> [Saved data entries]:
BEGIN
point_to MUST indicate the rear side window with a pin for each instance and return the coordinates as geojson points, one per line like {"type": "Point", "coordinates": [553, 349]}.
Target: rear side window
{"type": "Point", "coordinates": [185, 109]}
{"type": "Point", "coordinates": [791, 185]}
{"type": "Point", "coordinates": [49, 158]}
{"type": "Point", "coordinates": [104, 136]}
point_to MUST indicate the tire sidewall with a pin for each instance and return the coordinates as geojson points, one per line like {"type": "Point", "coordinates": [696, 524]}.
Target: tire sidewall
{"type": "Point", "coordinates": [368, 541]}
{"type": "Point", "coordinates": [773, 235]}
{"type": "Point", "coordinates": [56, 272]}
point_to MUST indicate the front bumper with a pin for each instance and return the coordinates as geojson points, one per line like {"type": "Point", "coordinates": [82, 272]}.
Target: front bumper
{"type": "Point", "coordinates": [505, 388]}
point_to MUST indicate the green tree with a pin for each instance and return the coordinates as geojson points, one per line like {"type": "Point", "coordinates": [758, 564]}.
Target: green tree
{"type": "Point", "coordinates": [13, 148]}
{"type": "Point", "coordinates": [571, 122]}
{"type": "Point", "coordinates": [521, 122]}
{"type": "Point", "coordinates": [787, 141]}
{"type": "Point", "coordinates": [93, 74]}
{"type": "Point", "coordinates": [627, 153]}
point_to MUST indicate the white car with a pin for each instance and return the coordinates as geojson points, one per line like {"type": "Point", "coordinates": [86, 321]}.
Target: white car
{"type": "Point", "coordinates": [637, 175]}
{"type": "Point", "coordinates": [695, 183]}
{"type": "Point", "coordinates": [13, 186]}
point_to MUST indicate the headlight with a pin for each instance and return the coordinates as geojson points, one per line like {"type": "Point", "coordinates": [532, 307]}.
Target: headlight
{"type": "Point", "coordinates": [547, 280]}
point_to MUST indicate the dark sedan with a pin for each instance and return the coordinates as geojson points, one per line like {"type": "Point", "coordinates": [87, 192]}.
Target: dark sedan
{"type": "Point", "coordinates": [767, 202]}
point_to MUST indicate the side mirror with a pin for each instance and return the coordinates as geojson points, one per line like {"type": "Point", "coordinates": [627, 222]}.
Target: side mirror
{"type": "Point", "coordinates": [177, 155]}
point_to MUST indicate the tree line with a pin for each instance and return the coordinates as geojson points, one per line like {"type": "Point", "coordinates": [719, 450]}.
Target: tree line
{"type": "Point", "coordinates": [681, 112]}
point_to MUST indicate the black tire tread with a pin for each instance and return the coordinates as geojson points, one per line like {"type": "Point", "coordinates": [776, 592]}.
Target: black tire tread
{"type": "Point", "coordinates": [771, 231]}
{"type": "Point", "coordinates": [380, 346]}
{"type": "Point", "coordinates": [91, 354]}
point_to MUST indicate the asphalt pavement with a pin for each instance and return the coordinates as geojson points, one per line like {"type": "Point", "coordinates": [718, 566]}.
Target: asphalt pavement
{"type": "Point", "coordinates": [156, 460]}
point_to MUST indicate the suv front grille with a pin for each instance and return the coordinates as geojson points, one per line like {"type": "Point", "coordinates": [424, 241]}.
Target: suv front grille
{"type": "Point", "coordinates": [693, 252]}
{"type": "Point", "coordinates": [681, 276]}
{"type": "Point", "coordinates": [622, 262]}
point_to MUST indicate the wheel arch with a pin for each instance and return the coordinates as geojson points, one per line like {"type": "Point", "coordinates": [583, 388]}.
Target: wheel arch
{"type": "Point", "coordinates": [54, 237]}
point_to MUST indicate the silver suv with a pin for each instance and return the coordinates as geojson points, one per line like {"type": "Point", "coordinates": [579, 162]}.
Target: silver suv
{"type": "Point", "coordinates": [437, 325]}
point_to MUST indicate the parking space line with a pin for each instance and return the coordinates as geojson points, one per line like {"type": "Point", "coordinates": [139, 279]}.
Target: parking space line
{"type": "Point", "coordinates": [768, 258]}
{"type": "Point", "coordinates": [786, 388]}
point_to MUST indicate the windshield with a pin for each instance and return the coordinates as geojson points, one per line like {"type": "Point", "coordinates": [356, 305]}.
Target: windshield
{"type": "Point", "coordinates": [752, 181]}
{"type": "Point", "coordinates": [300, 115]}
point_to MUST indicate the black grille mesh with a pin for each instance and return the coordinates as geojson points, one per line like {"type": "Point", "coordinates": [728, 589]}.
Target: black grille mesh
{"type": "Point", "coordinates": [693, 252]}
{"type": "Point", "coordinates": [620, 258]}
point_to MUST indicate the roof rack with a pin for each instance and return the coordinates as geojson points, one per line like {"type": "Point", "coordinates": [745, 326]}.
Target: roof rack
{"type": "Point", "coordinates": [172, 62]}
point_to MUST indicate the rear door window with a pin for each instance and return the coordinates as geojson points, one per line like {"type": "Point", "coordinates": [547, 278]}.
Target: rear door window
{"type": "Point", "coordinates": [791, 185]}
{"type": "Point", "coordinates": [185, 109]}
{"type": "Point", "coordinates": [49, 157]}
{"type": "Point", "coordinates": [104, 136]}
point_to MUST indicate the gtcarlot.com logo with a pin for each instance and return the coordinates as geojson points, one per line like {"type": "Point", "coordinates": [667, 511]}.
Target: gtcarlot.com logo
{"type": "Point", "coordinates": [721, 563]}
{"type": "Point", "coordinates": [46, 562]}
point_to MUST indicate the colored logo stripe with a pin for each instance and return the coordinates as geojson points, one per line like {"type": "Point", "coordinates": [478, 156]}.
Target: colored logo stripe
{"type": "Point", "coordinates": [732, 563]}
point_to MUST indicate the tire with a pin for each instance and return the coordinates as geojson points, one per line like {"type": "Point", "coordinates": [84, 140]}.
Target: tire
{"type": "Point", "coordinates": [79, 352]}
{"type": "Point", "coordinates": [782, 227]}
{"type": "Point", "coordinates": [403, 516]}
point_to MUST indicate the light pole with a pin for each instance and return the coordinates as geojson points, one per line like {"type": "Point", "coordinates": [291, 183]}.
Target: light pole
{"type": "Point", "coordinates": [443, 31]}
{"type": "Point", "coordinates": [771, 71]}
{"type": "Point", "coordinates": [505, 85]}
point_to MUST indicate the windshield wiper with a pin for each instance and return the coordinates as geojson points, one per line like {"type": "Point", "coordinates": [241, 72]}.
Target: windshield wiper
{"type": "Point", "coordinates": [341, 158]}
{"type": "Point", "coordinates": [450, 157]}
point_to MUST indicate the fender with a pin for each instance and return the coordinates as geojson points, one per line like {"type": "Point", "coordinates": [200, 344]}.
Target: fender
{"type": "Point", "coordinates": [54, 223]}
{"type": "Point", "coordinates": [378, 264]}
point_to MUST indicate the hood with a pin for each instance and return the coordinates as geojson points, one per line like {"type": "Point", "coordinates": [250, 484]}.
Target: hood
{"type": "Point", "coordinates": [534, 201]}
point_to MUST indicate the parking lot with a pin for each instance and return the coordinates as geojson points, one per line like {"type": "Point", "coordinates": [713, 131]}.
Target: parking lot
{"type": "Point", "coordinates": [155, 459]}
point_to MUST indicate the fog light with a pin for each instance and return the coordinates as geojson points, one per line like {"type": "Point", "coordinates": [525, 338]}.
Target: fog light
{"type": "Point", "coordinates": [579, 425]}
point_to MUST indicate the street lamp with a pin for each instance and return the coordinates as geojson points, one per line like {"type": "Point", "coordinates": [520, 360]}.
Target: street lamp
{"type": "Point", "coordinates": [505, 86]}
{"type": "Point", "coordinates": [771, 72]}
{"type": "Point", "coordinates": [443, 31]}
END
> [What you should do]: Every entry above must be copied exactly.

> [Exercise solution]:
point_to MUST indicate the rear side window with a pin for each instance and return the coordinates as geojson points, one per line like {"type": "Point", "coordinates": [553, 349]}.
Target: rear side window
{"type": "Point", "coordinates": [185, 109]}
{"type": "Point", "coordinates": [791, 185]}
{"type": "Point", "coordinates": [49, 158]}
{"type": "Point", "coordinates": [104, 136]}
point_to MUST indicate the tire sidewall with a pin for each instance and return the coordinates as geojson points, one per line like {"type": "Point", "coordinates": [696, 524]}.
Target: tire sidewall
{"type": "Point", "coordinates": [368, 541]}
{"type": "Point", "coordinates": [773, 235]}
{"type": "Point", "coordinates": [56, 272]}
point_to MUST indicate the front bumper with a pin for each instance and return the coordinates as geojson points, one per line like {"type": "Point", "coordinates": [82, 272]}.
Target: front bumper
{"type": "Point", "coordinates": [505, 388]}
point_to MUST indicate the green tree with a pin for each instance and return the coordinates as geojson points, one per line like {"type": "Point", "coordinates": [758, 564]}.
Target: green tree
{"type": "Point", "coordinates": [13, 148]}
{"type": "Point", "coordinates": [571, 122]}
{"type": "Point", "coordinates": [521, 122]}
{"type": "Point", "coordinates": [787, 141]}
{"type": "Point", "coordinates": [93, 74]}
{"type": "Point", "coordinates": [627, 153]}
point_to MUST indicate the white car with a pin for each instance and return the coordinates as geojson points, one per line like {"type": "Point", "coordinates": [86, 321]}.
Target: white car
{"type": "Point", "coordinates": [637, 175]}
{"type": "Point", "coordinates": [695, 183]}
{"type": "Point", "coordinates": [13, 186]}
point_to MUST indicate the headlight with a pin for each instance and return the coordinates as geojson points, one per line like {"type": "Point", "coordinates": [532, 307]}.
Target: headlight
{"type": "Point", "coordinates": [547, 280]}
point_to MUST indicate the dark sedan with a pin for each instance and return the coordinates as geojson points, one per line like {"type": "Point", "coordinates": [87, 192]}.
Target: dark sedan
{"type": "Point", "coordinates": [767, 202]}
point_to MUST indicate the side mirror with a pin for each instance and return the coordinates as geojson points, one per line like {"type": "Point", "coordinates": [627, 222]}.
Target: side mirror
{"type": "Point", "coordinates": [177, 155]}
point_to MUST indicate the tree line with a pin for each instance and return the coordinates as geojson points, one per line like {"type": "Point", "coordinates": [719, 450]}.
Target: tree line
{"type": "Point", "coordinates": [681, 112]}
point_to MUST indicate the black tire tread with a pin for each instance and return the coordinates as geojson points, one per line like {"type": "Point", "coordinates": [776, 592]}.
Target: black tire tread
{"type": "Point", "coordinates": [771, 231]}
{"type": "Point", "coordinates": [380, 346]}
{"type": "Point", "coordinates": [91, 354]}
point_to MUST indicate the asphalt pavement with a pin for each instance and return the coordinates as geojson points, one per line like {"type": "Point", "coordinates": [718, 566]}.
Target: asphalt pavement
{"type": "Point", "coordinates": [156, 460]}
point_to MUST indicate the suv front grille with a pin for each instance and return the coordinates as geojson points, one per line like {"type": "Point", "coordinates": [424, 241]}.
Target: suv front grille
{"type": "Point", "coordinates": [693, 252]}
{"type": "Point", "coordinates": [681, 276]}
{"type": "Point", "coordinates": [622, 262]}
point_to MUST indicate the wheel arch with a pin for each instance and return the coordinates as geojson points, one per line like {"type": "Point", "coordinates": [583, 388]}.
Target: wheel arch
{"type": "Point", "coordinates": [54, 237]}
point_to MUST indicate the silver suv with a pin for each instance and return the coordinates as geojson points, one per line like {"type": "Point", "coordinates": [579, 162]}.
Target: silver suv
{"type": "Point", "coordinates": [437, 325]}
point_to MUST indicate the parking space line with a pin for each instance and return the coordinates as geojson points, one per line like {"type": "Point", "coordinates": [139, 279]}.
Target: parking space line
{"type": "Point", "coordinates": [768, 258]}
{"type": "Point", "coordinates": [786, 388]}
point_to MUST indicate the windshield with a pin for each instance and return the coordinates as geojson points, one per line like {"type": "Point", "coordinates": [356, 305]}.
Target: windshield
{"type": "Point", "coordinates": [752, 181]}
{"type": "Point", "coordinates": [300, 115]}
point_to MUST indicate the black grille mesh with a pin for each instance and return the coordinates as geojson points, one per line like {"type": "Point", "coordinates": [728, 589]}.
Target: black grille mesh
{"type": "Point", "coordinates": [693, 252]}
{"type": "Point", "coordinates": [620, 258]}
point_to MUST indicate the roof rack with a pin for each instance and return the coordinates as geojson points, one per line like {"type": "Point", "coordinates": [745, 326]}.
Target: roof rack
{"type": "Point", "coordinates": [172, 62]}
point_to MUST indicate the rear door window with a pin for each instance and return the coordinates as geojson points, one per line like {"type": "Point", "coordinates": [547, 278]}.
Target: rear door window
{"type": "Point", "coordinates": [791, 185]}
{"type": "Point", "coordinates": [185, 109]}
{"type": "Point", "coordinates": [49, 157]}
{"type": "Point", "coordinates": [104, 136]}
point_to MUST indicate the gtcarlot.com logo with a pin for each instance and return the coordinates as geojson points, one per line like {"type": "Point", "coordinates": [667, 511]}.
Target: gtcarlot.com logo
{"type": "Point", "coordinates": [721, 563]}
{"type": "Point", "coordinates": [46, 562]}
point_to MUST indicate the colored logo stripe with a pin for each instance and return the coordinates as geojson points, one per line like {"type": "Point", "coordinates": [478, 156]}.
Target: colored logo stripe
{"type": "Point", "coordinates": [732, 563]}
point_to MUST indicate the tire with a pin for each instance and return the coordinates as geojson points, one per line like {"type": "Point", "coordinates": [84, 140]}.
Target: tire
{"type": "Point", "coordinates": [79, 352]}
{"type": "Point", "coordinates": [782, 227]}
{"type": "Point", "coordinates": [403, 516]}
point_to MUST indicate the light pole with a pin for each instance and return the coordinates as geojson points, one per line like {"type": "Point", "coordinates": [291, 183]}.
Target: light pole
{"type": "Point", "coordinates": [443, 31]}
{"type": "Point", "coordinates": [771, 71]}
{"type": "Point", "coordinates": [505, 85]}
point_to MUST indicate the windshield wiper with a pin for each instance and return the coordinates as geojson points, one per line like {"type": "Point", "coordinates": [241, 72]}.
Target: windshield wiper
{"type": "Point", "coordinates": [341, 158]}
{"type": "Point", "coordinates": [450, 157]}
point_to MUST indicate the fender with a pin for each instance and return the coordinates as geojson points, one per line like {"type": "Point", "coordinates": [200, 344]}.
Target: fender
{"type": "Point", "coordinates": [54, 223]}
{"type": "Point", "coordinates": [378, 264]}
point_to MUST indicate the hood with a pin for each instance and return the coordinates as geojson points, one per line like {"type": "Point", "coordinates": [250, 484]}.
Target: hood
{"type": "Point", "coordinates": [534, 201]}
point_to MUST indicate the parking lot with a pin for each instance and return the coordinates as geojson points, one per line like {"type": "Point", "coordinates": [713, 131]}.
Target: parking lot
{"type": "Point", "coordinates": [155, 459]}
point_to MUST indicate the fog light with a pin for each instance and return the coordinates as geojson points, one per line like {"type": "Point", "coordinates": [525, 338]}.
Target: fog light
{"type": "Point", "coordinates": [579, 425]}
point_to MUST indicate the street lamp with a pin for each instance and return the coordinates as geojson points, one per line like {"type": "Point", "coordinates": [520, 360]}.
Target: street lamp
{"type": "Point", "coordinates": [505, 86]}
{"type": "Point", "coordinates": [771, 72]}
{"type": "Point", "coordinates": [443, 31]}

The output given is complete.